Short problem
Find the line with "Would you mind placing a dot on the glossy" in the data below. Repeat it and every line after it up to the end, exactly, but drop the pictures.

Object location annotation data
::::

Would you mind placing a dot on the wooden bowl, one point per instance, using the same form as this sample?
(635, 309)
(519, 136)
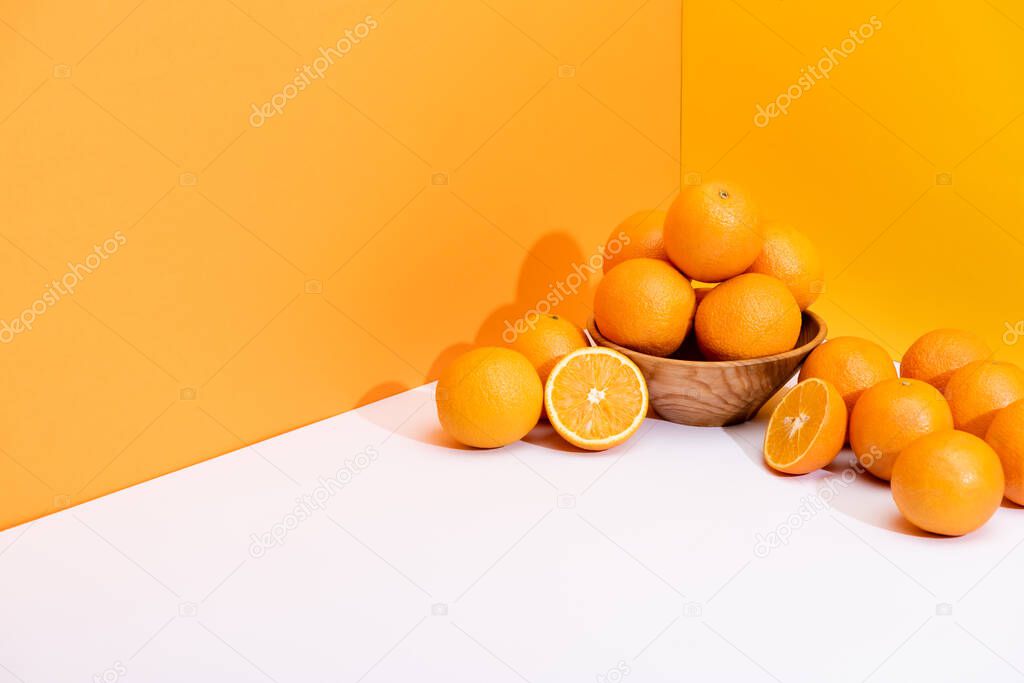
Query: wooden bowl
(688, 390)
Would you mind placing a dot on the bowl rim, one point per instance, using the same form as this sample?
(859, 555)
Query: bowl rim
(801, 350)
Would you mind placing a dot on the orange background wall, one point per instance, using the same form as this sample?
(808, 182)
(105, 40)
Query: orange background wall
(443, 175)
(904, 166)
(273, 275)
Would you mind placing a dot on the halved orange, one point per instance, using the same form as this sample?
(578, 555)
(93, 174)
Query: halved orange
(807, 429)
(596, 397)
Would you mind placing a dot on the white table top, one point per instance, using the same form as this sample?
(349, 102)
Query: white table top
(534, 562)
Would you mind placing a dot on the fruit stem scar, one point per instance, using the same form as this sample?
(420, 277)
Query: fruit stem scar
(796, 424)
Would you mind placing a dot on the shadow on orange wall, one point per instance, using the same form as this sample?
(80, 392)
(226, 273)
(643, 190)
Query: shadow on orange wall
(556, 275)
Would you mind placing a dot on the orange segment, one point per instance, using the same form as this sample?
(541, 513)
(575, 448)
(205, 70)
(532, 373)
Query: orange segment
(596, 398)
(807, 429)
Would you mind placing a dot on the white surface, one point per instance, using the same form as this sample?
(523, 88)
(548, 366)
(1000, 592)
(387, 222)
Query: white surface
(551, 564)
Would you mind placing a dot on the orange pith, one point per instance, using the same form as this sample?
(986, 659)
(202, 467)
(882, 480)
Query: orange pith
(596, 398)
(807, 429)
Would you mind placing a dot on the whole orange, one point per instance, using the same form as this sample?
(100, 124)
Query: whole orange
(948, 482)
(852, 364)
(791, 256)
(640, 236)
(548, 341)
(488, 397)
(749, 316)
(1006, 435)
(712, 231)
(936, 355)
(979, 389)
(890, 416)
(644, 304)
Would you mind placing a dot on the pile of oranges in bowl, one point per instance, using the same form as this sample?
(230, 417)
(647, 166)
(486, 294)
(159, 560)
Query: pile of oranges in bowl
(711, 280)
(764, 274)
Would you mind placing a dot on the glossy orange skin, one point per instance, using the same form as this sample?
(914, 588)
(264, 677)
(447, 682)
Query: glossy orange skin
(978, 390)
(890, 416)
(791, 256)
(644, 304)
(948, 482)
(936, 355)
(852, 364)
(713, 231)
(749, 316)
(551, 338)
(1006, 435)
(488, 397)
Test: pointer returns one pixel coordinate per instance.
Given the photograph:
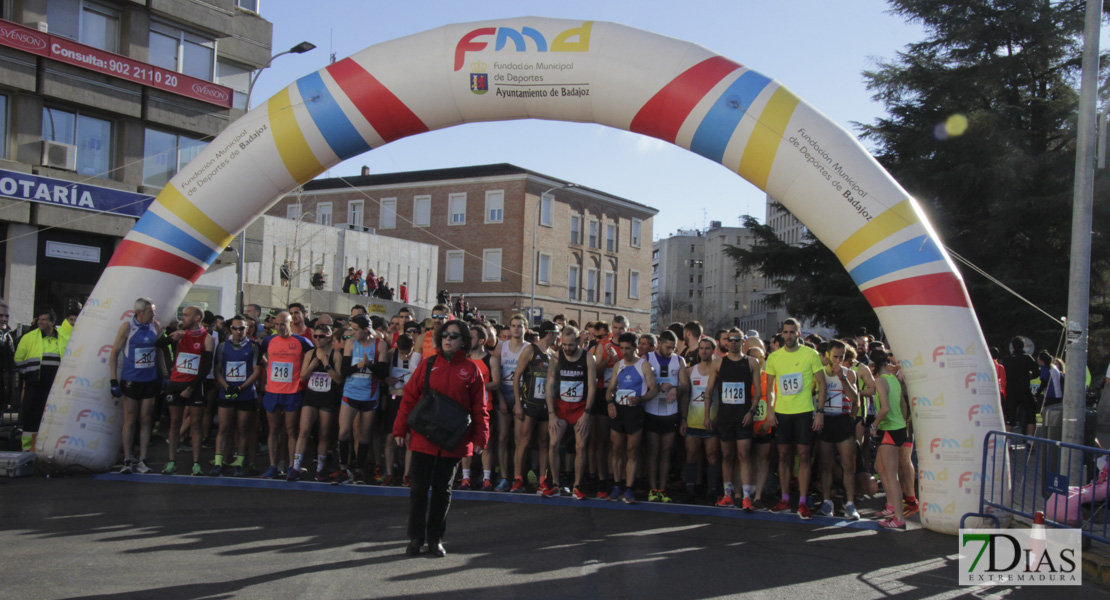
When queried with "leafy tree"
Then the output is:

::::

Problem solution
Would you mind placing a dot on the glossy orange skin, one point per instance, using the same form as this sample?
(914, 588)
(264, 677)
(447, 682)
Query: glossy orange skin
(978, 390)
(890, 416)
(791, 256)
(644, 304)
(948, 482)
(936, 355)
(852, 364)
(713, 231)
(749, 316)
(551, 338)
(1006, 435)
(488, 397)
Test: pointer returns one pixel coordinate per instance.
Given the photograph:
When queried with "leafy tree"
Then the output is:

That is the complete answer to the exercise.